Nowadays, the recent speedy advancement of communication technology and electronic devices offers us a lot of convenience. In the meantime, electromagnetic wave pollution has become a new type of pollution, extraordinarily harming humans and the environment.^1–4 Hence, the advancement of microwave-absorbing materials (MAM) presents an efficient way to solve electromagnetic pollution.^5,6 Superior, efficient absorbing materials should have enhanced absorption capacity, extended absorption bandwidth, thin thickness, and light mass, so there is still a challenge in the exploration of high-performance absorbing materials.^7,8

Carbon materials are of great interest to MAM researchers due to their light mass, excellent conductance, high dielectric constant, and good chemical stability.^6,9 Carbon nanofibers (CNFs), as a typical one-dimensional carbon material, have the advantages of low density, high aspect ratio, high strength, and good dielectric properties, and are widely used in microwave absorption.⁶ The composite of carbon nanofibers and magnetic metals combines both advantages. The three-dimensional network structure promotes conduction loss, and the rich heterogeneous interfaces generate a large amount of interface polarization, improving microwave absorption performance.¹⁰ It cannot just generate dielectric loss as with magnetic loss through various loss mechanisms, but it can also avoid the drawback of a high proportion of a single magnetic metal-absorbing material.¹¹ For instance, Han et al. reported a CNF–NiCo₂O₄ composite by facile electrospinning and in situ delamination heat treatment methods.¹¹ Wang et al. successfully fabricated three-dimensional network-structured Fe/C nanoporous fibers with a low extent of graphitization via electrospinning.¹² Nickel has a relatively superior magnetic permeability and saturation magnetization, contributing to the magnetic loss capacity and increasing the Snoek limit. It is beneficial to absorb microwaves over a range of high frequencies.¹³

Here, we used a two-step procedure of electrospinning and carbonization to manufacture Ni/C nanofibers. On one hand, the cross-linking of carbon nanofibers creates a conductive network and simultaneously lowers the material's density. On the other hand, Ni nanoparticles assisted in achieving a well-matched impedance by modulating the electromagnetic parameters. Based on the above synergies, Ni/C nanofibers demonstrate excellent microwave absorption performance, which may have great promise in real-life applications.

2 Experimental

2.1 Materials

Shanghai Aladdin Biochemical Technology Co., Ltd provided nickel acetate tetrahydrate, polyvinyl alcohol (PVA) 1799.

Excerpts of bounding box data:

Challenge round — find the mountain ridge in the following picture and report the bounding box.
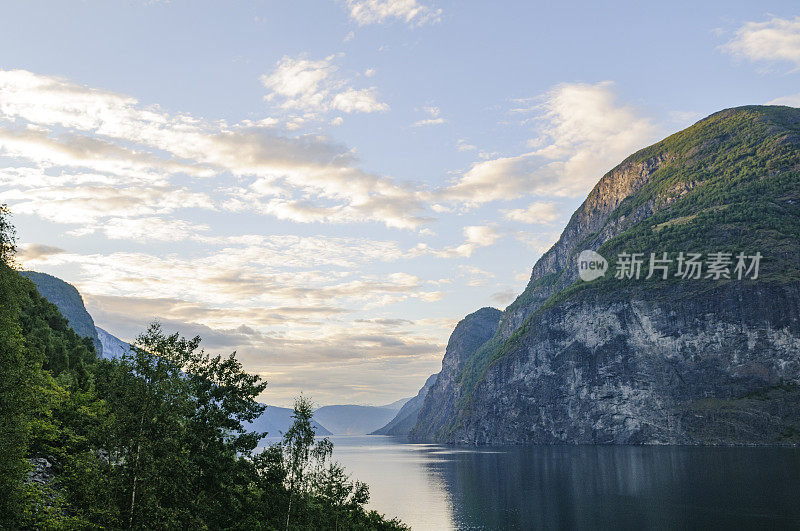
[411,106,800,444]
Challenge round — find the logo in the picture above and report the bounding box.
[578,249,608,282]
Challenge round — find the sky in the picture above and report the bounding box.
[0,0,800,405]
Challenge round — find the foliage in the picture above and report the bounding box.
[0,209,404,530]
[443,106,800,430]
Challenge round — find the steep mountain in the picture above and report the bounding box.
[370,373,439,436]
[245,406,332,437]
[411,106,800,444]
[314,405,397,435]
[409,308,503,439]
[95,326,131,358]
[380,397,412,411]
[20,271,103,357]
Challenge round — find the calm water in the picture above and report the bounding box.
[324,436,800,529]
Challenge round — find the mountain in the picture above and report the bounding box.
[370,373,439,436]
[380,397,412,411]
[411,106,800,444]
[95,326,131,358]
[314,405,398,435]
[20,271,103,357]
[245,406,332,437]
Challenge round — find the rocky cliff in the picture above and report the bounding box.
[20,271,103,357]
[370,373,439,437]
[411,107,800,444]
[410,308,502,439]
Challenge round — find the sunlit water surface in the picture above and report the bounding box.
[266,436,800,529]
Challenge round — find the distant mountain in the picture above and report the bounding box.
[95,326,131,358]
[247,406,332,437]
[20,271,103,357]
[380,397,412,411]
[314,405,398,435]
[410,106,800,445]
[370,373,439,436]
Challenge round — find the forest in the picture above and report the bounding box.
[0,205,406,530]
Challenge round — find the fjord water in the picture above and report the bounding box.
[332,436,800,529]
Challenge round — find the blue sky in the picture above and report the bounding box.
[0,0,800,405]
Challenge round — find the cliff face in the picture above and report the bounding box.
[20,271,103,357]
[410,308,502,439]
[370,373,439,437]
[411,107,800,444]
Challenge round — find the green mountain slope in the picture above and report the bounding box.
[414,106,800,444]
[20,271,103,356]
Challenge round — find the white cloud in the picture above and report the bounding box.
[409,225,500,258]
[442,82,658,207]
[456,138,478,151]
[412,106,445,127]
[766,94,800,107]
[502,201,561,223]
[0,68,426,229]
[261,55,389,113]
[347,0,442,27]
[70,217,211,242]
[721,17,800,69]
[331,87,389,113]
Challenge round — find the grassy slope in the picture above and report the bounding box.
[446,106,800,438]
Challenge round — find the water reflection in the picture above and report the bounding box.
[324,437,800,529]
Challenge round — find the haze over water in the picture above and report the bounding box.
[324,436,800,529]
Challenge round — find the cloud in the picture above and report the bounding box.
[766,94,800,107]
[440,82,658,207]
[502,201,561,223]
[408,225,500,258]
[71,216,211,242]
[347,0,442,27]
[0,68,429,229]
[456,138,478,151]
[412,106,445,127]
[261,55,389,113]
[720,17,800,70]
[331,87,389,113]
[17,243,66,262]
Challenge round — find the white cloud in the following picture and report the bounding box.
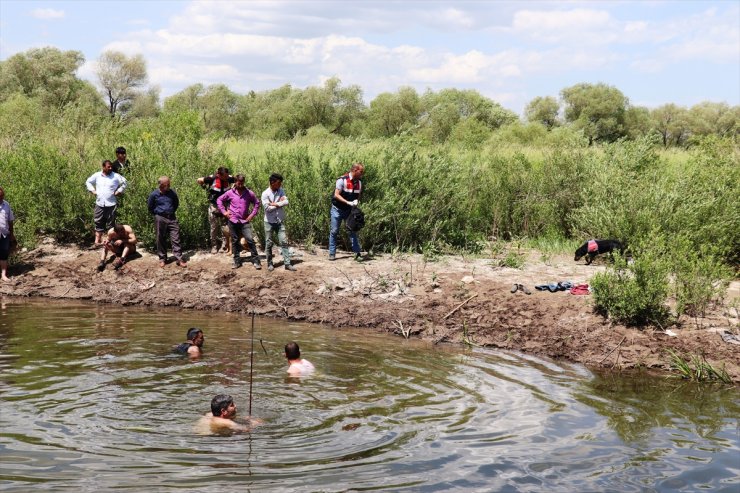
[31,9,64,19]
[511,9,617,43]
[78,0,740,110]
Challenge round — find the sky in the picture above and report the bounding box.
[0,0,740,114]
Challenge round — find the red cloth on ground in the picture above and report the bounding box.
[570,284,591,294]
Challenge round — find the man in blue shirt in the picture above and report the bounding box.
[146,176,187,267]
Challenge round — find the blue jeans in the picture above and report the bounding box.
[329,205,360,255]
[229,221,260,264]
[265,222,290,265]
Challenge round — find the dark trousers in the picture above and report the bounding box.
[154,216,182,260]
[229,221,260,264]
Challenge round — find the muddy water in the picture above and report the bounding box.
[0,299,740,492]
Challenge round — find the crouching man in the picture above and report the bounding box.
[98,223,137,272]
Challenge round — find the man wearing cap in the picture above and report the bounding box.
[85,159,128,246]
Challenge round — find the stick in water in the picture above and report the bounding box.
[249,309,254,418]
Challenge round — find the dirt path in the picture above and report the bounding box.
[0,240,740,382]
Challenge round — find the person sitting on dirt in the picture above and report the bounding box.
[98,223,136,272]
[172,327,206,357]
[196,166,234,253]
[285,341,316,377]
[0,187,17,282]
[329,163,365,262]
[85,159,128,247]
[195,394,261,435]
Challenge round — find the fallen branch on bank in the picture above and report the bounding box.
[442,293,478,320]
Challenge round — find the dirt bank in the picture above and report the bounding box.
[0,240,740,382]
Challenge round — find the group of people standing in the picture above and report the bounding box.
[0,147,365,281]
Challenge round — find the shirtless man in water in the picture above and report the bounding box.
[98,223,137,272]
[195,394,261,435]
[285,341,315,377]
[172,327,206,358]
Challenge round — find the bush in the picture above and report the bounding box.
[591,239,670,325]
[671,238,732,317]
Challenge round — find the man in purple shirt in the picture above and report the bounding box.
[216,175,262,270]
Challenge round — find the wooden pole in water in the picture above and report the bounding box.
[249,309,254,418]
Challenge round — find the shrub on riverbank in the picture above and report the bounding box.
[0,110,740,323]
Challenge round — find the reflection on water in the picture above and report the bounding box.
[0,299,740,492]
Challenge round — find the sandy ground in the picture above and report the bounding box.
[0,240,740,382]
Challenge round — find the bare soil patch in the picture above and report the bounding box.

## [WHAT TO WORK ON]
1/ Answer these questions about the text on microwave-absorbing materials.
(a) What two-step procedure was used to make the Ni/C nanofibers?
(b) What composite did Han et al. report?
(c) Which company supplied the nickel acetate tetrahydrate?
2/ Render the stretch of entries from the line containing "Challenge round — find the shrub" through the end of the entries as a numbered list, leaving out blank lines.

## [TASK RESULTS]
1/
(a) Electrospinning and carbonization.
(b) A CNF–NiCo₂O₄ composite.
(c) Shanghai Aladdin Biochemical Technology Co., Ltd.

2/
1. Challenge round — find the shrub on riverbank in the picture above and report the bounding box.
2. [0,110,740,323]
3. Challenge round — find the reflection on water in the picture above and report the bounding box.
4. [0,299,740,492]
5. Challenge round — find the sandy ground in the picture above and report the bounding box.
6. [0,240,740,382]
7. Challenge round — find the bare soil patch in the picture above and report the bounding box.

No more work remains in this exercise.